Directions
Convert the stretch of records from the line containing "sky --vertices whole-pixels" through the line containing "[[[171,46],[256,32],[256,2],[0,0],[1,32],[37,39],[111,31]]]" into a Markdown table. Use two columns, Row and Line, number each row, and leave out blank lines.

*-*-*

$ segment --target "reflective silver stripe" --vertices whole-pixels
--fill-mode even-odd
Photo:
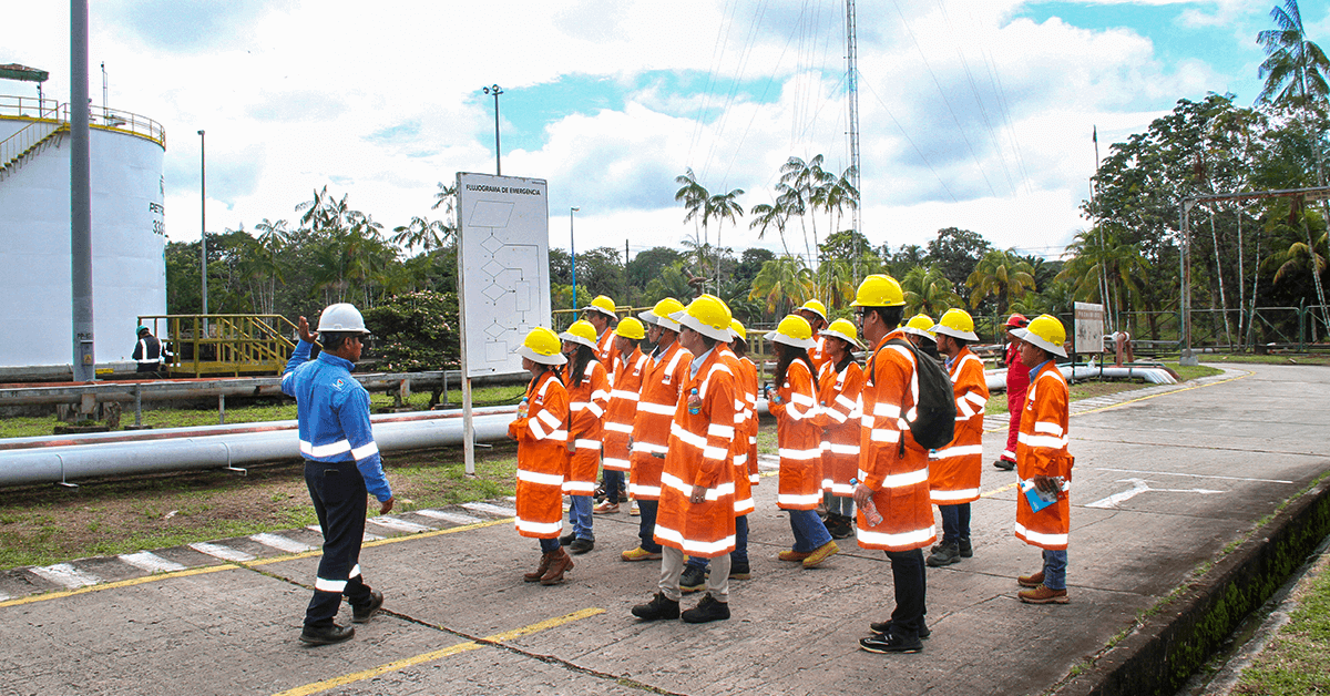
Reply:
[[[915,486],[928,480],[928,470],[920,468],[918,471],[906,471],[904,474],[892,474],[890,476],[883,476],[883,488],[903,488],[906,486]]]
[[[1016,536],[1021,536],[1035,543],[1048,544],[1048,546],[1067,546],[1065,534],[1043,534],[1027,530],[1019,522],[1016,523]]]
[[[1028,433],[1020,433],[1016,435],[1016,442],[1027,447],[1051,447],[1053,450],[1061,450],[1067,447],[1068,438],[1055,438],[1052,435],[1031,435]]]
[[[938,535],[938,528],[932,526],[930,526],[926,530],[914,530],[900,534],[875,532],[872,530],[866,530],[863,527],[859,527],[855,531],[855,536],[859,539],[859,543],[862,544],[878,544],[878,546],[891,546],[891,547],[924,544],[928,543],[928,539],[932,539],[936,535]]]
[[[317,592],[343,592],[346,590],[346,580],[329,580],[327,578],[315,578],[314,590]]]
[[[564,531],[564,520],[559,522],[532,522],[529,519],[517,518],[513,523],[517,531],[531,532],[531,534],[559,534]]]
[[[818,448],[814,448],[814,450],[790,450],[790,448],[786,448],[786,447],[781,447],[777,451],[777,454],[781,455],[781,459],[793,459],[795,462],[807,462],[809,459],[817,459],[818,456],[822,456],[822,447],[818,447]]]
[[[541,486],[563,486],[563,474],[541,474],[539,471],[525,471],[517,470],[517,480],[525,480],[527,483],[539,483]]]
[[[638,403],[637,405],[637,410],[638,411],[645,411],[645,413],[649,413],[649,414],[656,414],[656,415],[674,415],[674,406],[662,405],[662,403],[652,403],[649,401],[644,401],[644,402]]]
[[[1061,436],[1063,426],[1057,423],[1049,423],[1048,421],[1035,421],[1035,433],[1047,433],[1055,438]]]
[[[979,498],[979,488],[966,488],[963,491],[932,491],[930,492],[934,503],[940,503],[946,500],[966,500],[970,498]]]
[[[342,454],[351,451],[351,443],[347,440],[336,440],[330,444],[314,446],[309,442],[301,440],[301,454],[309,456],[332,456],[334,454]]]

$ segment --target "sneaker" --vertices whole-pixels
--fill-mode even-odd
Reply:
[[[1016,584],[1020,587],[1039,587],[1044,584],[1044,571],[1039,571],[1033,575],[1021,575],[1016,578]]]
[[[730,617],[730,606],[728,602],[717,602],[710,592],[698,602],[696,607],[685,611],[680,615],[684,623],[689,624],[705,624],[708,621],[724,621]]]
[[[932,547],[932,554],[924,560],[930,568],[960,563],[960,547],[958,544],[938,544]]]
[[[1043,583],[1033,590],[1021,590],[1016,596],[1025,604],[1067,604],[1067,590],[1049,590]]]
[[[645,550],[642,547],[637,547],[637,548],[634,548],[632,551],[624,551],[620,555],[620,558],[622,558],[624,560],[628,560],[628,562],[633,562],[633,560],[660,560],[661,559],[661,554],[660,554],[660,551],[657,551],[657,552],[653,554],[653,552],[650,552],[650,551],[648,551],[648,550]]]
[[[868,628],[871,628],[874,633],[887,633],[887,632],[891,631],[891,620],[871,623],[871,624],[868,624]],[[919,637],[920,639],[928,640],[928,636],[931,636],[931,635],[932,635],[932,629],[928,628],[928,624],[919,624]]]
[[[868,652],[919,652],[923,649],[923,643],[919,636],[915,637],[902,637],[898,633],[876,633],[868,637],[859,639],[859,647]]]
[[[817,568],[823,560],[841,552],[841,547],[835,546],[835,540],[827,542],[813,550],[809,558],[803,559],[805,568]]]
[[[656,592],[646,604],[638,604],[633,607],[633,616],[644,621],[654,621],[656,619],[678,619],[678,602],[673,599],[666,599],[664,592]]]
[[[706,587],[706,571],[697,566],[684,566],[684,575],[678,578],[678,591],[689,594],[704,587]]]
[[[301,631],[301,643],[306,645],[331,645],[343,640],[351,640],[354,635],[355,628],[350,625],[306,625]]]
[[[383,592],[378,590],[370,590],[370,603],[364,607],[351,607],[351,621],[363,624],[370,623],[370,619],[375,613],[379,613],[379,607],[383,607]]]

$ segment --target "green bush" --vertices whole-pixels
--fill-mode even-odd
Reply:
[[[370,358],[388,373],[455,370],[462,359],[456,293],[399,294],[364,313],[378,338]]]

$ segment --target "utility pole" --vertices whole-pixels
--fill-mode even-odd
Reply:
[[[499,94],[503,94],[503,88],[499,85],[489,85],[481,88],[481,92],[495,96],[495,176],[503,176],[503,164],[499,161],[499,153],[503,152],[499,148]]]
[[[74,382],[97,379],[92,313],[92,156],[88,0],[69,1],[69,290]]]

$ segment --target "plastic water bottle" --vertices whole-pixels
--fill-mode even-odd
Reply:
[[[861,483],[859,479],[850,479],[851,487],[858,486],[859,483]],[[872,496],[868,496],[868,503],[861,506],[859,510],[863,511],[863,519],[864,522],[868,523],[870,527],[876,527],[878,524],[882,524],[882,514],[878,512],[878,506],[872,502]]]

*-*-*

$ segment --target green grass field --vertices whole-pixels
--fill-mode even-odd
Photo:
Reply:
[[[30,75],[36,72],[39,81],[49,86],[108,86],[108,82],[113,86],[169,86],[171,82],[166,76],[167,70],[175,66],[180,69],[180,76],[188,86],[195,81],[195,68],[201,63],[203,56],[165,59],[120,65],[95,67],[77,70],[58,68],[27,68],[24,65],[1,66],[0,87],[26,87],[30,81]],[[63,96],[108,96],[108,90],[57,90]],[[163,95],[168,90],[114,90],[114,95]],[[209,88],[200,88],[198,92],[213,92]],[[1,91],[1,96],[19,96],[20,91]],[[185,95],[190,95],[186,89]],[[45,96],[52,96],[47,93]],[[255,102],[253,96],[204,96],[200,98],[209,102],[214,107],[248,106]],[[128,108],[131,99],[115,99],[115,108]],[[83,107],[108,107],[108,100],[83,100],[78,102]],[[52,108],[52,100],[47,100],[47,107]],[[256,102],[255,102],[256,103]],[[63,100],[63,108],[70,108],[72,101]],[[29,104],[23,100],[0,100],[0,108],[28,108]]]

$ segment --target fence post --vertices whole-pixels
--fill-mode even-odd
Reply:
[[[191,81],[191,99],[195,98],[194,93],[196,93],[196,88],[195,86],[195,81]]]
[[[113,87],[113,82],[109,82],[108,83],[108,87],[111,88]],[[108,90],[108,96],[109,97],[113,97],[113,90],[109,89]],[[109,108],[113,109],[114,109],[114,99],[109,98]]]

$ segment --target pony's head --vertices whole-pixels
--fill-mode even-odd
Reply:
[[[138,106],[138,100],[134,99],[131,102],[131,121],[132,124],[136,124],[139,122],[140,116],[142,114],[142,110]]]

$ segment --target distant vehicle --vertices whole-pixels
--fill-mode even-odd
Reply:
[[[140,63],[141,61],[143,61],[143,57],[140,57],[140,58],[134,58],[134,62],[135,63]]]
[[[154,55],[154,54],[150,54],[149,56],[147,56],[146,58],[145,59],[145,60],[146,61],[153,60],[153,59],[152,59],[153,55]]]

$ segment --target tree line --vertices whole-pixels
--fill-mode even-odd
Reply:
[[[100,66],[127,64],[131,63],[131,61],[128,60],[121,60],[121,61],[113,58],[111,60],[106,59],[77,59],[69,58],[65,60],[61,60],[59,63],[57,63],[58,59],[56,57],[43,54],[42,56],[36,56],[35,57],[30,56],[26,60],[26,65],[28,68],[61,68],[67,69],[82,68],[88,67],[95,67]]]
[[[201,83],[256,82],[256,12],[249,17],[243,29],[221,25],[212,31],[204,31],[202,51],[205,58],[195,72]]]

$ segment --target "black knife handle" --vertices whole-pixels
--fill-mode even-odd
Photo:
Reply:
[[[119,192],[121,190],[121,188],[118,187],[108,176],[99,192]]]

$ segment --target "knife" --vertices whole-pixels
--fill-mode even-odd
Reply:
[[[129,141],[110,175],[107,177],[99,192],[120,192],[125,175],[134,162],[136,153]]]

*-*-*

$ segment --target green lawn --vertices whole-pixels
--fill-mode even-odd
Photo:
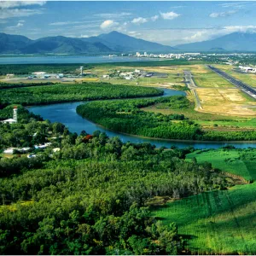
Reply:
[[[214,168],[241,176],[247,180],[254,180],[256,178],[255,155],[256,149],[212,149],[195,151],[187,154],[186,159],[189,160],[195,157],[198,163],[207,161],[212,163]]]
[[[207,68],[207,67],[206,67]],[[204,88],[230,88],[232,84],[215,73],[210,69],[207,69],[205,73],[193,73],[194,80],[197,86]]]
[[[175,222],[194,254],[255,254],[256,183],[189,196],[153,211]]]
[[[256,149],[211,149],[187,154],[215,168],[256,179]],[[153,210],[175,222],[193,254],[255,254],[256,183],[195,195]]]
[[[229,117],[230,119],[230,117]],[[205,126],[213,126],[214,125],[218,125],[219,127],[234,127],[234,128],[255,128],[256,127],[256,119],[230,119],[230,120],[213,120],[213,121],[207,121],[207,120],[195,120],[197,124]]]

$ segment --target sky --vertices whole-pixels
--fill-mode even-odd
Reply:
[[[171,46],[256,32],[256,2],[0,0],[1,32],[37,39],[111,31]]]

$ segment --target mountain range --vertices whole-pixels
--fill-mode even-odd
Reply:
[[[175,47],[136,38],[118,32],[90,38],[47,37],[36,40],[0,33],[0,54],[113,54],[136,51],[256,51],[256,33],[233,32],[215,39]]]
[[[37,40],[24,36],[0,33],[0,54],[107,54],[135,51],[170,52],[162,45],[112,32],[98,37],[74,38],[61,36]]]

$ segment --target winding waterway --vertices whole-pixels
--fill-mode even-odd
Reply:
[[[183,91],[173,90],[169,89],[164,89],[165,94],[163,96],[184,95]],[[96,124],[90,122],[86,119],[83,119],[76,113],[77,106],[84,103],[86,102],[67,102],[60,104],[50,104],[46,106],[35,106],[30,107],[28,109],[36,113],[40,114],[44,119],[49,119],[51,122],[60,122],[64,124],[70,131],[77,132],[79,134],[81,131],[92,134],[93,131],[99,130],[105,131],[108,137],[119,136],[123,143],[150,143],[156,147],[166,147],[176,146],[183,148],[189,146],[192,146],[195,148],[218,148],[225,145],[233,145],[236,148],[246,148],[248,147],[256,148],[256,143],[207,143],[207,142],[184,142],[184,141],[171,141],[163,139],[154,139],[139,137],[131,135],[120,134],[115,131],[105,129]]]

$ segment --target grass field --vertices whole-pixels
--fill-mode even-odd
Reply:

*-*-*

Solution below
| Row | Line |
|---|---|
| 1 | $ segment --target sky --vertices whole-pixels |
| 2 | --fill-mode even-odd |
| 3 | Reply: |
| 4 | [[[171,46],[256,32],[256,2],[0,0],[1,32],[37,39],[111,31]]] |